▸ EXERCISE A: In the Grace Darling thread, rewrite the paragraph beginning "Also trying to find details of vessel SETAM" more briefly, keeping its main facts.
▸ EXERCISE B: Continue the Grace Darling thread from its last line.

▸ DOCUMENT SECTION:

# Vessel Grace Darling



## peter3807 (Oct 11, 2006)

I have been researching my family tree and am presently trying to tidy up all the various threads. Trying to find details of vessel GRACE DARLING at South Shields on night of census, Sunday april 2nd 1871. One of my ancestors was a fireman Robert Cooperthwaite. The ships master was William Young.
Also trying to find details of vessel SETAM lying at Poplar iron works, Millwall on night of 1861 census. My ancestor was the mate Stephen Boocock. The master was William Taylor. The census shows the registration district as Holyhead Anglesey. Why I am not sure, was this the port of registry or where the census return was submitted. If anyone has knowledge of these vessels or can direct me where to look it would be greatly appreciated.

Regards Peter.


----------



## melliget (Dec 3, 2006)

Peter.

Could the Grace Darling have been the clipper ship? If you Google the following, you should get some details: "Grace Darling" clipper

She was named after the Victorian heroine.

regards,
Martin


----------



## shipmate17 (Jun 1, 2005)

Hi,
Miramar quote 2 ships with that name.

▸ RECORDS SUPPLIED:

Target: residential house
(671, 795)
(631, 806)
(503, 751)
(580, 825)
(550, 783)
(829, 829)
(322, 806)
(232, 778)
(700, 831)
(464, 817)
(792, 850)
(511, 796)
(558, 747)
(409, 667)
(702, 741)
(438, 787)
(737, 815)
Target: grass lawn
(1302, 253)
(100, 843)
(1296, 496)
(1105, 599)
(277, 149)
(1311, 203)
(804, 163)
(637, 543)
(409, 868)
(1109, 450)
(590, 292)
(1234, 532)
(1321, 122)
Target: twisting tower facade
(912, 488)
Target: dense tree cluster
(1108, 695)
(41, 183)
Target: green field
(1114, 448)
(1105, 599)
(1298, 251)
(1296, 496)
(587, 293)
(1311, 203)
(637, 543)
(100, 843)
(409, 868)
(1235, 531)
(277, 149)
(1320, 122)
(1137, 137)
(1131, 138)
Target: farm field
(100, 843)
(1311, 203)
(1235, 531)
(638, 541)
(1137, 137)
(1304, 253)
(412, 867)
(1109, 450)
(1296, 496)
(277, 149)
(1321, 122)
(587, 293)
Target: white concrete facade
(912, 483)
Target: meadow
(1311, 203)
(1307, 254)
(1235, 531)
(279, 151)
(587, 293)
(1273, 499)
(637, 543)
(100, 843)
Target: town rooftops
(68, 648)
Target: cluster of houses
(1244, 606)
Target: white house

▸ FINAL RESULT A: The poster also seeks details of the vessel SETAM, which lay at Poplar iron works, Millwall, on the night of the 1861 census. His ancestor Stephen Boocock was its mate, and William Taylor was master. The census lists the registration district as Holyhead, Anglesey. He is unsure whether that was the port of registry or where the return was submitted. He asks for any knowledge of these vessels or directions on where to look.

▸ FINAL RESULT B:
GRACE DARLING cargo ID 1122722. Flag. Australia. Grt. 622. Built 1907 by Van Vliet.Hardinxveld. for J Darling & Son.Adelaide. Foundered & Broke up Port Adelaide. 19/6/31.
GRACE DARLING. Yacht. ID 1095102. Flag. Gbr. Grt. 169. Built 1887 by Fleming & Ferguson.Paisley. 
No info on any ship called SETAM.
Cheers.


----------



## melliget (Dec 3, 2006)

From the "Channel Island Marine Sanctuary Shipwreck Database": 

Grace Darling
ON 10708
1042 tons
Length: 193 ft
Beam: 37
Depth: 23.6
Owner: Baker & Morell
Built: South Boston, 1854, by E. & H.O. Briggs
Lost: Cape Flattery, Off 1878
18 on board, all lost

"Grace Darling" vanished off Cape Flattery, January 1878. The vessel was coal laden, bound for San Francisco from Nanaimo. She sailed from Victoria, January, and was last sighted off the cape, January 18, hove to in a heavy gale by the ship "Melancthon." She is believed to have foundered shortly after with her entire crew of 18. Gibbs 

An advertisement in The Times in 1862 for the Original Line, has the clipper ship GRACE DARLING, 1197 tons, going from Liverpool to San Francisco.

regards,
Martin


----------



## peter3807 (Oct 11, 2006)

Thanks for the information. The American Clipper looks looks likely as she appears to have traded in this part of the world. I have found another reference to her as a barque. I am not sure what my ancestor was doing on board as a fireman. He may have been moonlighting as nigh****chman as the family lived in Wapping Street on S.Shields riverside. Thanks again for the leads.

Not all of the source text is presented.